Perhaps the most important part of show choreography is the opening. It is critical to the success of the show to get the audience involved right from the beginning. The house lights are dark. A spotlight is focused on one model at the stage entrance. As the general lighting is raised, the model or several models enter the runway. At this point the merchandise, music, lighting, and choreography must all come together. There is a significant difference between the tempo of a fashion show and a theatrical performance. A theatrical performance may open slowly and quietly and build to a climax and conclusion. A fashion show must start and end with emphasis.

Another possible show opening may involve some type of visual effects on the background such as a slide, video, or a light show while the models enter the stage. This can also be used to entertain and perhaps educate the audience before the models come on the runway. Each scene of the show may open using a technique similar to the one used in opening the overall presentation.

Planning the Runway Walk

The choreographer or designer will give the models specific directions regarding how to walk on the runway and describe the pace or relative tempo. The pace may be fast or slow depending upon the merchandise being presented and music, and where pivots—turns, and pauses—a temporary halt to movement, should take place on the runway.

[WRITTEN PROBLEM A] In the fashion show text, update the passage from "The choreographer or" up to and including "place on the runway." by replacing "runway" with "catwalk".

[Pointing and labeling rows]
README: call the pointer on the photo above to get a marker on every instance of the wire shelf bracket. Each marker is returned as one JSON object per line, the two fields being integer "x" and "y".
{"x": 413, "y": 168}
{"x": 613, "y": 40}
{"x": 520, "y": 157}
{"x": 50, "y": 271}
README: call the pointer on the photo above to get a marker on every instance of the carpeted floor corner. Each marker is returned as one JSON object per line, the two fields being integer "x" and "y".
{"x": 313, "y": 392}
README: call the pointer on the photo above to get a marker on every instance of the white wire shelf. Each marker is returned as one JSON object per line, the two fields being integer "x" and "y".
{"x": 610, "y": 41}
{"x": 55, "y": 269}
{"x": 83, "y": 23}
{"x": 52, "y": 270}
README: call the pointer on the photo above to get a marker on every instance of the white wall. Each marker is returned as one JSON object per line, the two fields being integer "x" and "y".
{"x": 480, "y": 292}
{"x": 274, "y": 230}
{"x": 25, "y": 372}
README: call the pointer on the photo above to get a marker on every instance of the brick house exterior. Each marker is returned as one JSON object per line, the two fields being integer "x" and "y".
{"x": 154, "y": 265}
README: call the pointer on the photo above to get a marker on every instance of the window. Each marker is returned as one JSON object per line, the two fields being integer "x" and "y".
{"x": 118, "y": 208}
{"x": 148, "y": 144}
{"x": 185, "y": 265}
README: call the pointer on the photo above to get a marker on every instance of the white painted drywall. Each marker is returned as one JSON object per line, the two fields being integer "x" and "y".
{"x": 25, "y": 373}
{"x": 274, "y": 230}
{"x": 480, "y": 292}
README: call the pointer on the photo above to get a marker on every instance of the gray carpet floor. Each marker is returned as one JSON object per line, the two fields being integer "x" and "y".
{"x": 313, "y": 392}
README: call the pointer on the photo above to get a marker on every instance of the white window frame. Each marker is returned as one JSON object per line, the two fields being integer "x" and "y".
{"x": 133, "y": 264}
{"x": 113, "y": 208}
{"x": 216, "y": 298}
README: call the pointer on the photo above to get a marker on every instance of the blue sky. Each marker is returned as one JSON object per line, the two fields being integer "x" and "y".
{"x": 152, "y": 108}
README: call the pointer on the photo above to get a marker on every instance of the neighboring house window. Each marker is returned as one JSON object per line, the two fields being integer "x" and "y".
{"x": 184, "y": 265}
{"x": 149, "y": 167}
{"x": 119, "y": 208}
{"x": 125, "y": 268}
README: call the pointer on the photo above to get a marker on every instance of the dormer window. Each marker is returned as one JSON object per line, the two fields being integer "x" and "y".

[WRITTEN PROBLEM B] Show every line of the rows that contains the string "shelf", matching case exactly.

[RESPONSE A]
The choreographer or designer will give the models specific directions regarding how to walk on the catwalk and describe the pace or relative tempo. The pace may be fast or slow depending upon the merchandise being presented and music, and where pivots—turns, and pauses—a temporary halt to movement, should take place on the catwalk.

[RESPONSE B]
README: call the pointer on the photo above to get a marker on every instance of the wire shelf bracket. Each marker is returned as one JSON object per line, the two fields being integer "x" and "y".
README: call the pointer on the photo above to get a marker on every instance of the white wire shelf. Each marker is returned as one JSON object per line, the two fields being integer "x" and "y".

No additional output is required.